:: Testo estratto ::

E se quelle radici non ci fossero piantiamole ora
Eredità cristiana e relativismo: una relazione di monsignor Aldo Giordano, osservatore permanente della Santa Sede presso il Consiglio d’Europa.
Pubblichiamo alcuni stralci della relazione pronunciata a Milano, all’Università Cattolica del Sacro Cuore, da monsignor Aldo Giordano, osservatore permanente della Santa Sede presso il Consiglio d’Europa, in occasione della presentazione dei testi ufficiali del Consiglio delle Conferenze episcopali d’Europa.
Il frutto della «morte di Dio» è il relativismo. Se Dio è morto, il sole, la verità, l’amore, il bello, in termini assoluti, non possono più esistere. Tutto diviene relativo all’uomo e alla sua radicale finitezza. Se esiste il sole, c’è una sorgente, una prospettiva, un punto di vista interpretativo unico, oggettivo, assoluto a cui guardare e attingere, se non c’è il sole rimane il pluralismo anarchico delle prospettive e delle interpretazioni. Ogni persona diviene sole a se stesso. Invece di un sole, una miriade di soli «soli».

:::
:: Dati forniti ::

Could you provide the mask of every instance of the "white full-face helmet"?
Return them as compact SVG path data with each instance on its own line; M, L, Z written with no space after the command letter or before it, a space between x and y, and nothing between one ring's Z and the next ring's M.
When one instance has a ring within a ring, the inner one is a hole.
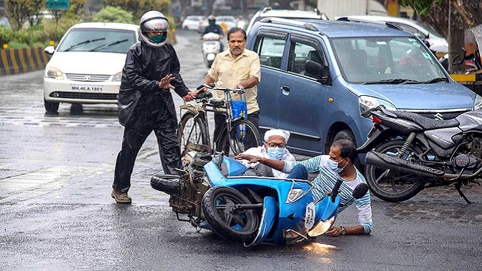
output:
M167 19L163 14L156 10L148 11L140 17L139 38L148 46L154 48L160 47L166 43L167 31L171 30ZM147 32L160 32L159 37L149 37Z

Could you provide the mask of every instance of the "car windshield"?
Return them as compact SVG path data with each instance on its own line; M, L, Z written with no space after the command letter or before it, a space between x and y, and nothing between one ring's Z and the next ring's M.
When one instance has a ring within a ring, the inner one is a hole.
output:
M67 34L57 52L106 52L125 54L136 42L132 30L77 28Z
M350 83L448 82L437 60L412 37L339 38L331 43L342 74Z

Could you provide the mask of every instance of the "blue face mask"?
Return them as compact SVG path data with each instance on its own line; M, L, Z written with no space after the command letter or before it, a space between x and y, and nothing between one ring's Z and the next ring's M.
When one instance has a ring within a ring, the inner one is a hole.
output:
M286 153L286 149L268 147L268 157L270 159L281 160Z
M156 36L152 36L150 37L150 39L152 41L156 43L164 41L164 33Z
M345 159L344 158L342 159L342 160L339 161L339 162L335 162L333 160L329 159L329 160L328 160L328 165L330 167L330 169L331 170L333 170L334 172L335 172L337 173L341 173L343 171L343 170L345 169L345 167L346 166L346 165L344 165L343 168L338 168L338 164L344 159Z

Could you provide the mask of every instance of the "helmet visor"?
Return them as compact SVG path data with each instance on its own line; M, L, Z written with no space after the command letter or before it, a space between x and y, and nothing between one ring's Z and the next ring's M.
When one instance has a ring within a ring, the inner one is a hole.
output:
M171 30L167 19L164 17L154 17L146 20L140 25L140 31L167 32Z

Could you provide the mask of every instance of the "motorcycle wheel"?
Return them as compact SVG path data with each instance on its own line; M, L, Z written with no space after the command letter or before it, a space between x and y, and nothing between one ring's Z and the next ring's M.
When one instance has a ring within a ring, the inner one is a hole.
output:
M234 211L235 204L251 202L234 188L216 186L205 194L202 213L216 233L228 240L243 243L256 233L259 217L254 210Z
M403 140L386 142L377 147L375 150L397 157L404 142ZM420 154L422 151L415 145L410 145L401 158L413 161L412 159L416 157L412 153ZM368 164L365 165L365 177L372 193L379 199L390 202L400 202L411 199L419 194L424 185L419 176Z
M179 176L165 174L153 175L151 177L151 187L166 194L178 194L179 190Z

:::

### Istruzioni di lavoro
1. Riassumi in due frasi il brano sul relativismo.
2. Ricopia dal brano sul relativismo il passo che va da "E se quelle" fino a "Conferenze episcopali d’Europa." incluso.
Per rispondere basati esclusivamente sul brano sul relativismo.

### Risultati finali
1. Nella relazione pronunciata a Milano, all'Università Cattolica del Sacro Cuore, monsignor Aldo Giordano afferma che il frutto della «morte di Dio» è il relativismo e che, se Dio è morto, la verità, l'amore e il bello non possono più esistere in termini assoluti. Tutto diviene relativo all'uomo, e senza un unico sole a cui guardare rimane un pluralismo anarchico di prospettive in cui ogni persona diviene sole a se stessa.

2.
E se quelle radici non ci fossero piantiamole ora
Eredità cristiana e relativismo: una relazione di monsignor Aldo Giordano, osservatore permanente della Santa Sede presso il Consiglio d’Europa.
Pubblichiamo alcuni stralci della relazione pronunciata a Milano, all’Università Cattolica del Sacro Cuore, da monsignor Aldo Giordano, osservatore permanente della Santa Sede presso il Consiglio d’Europa, in occasione della presentazione dei testi ufficiali del Consiglio delle Conferenze episcopali d’Europa.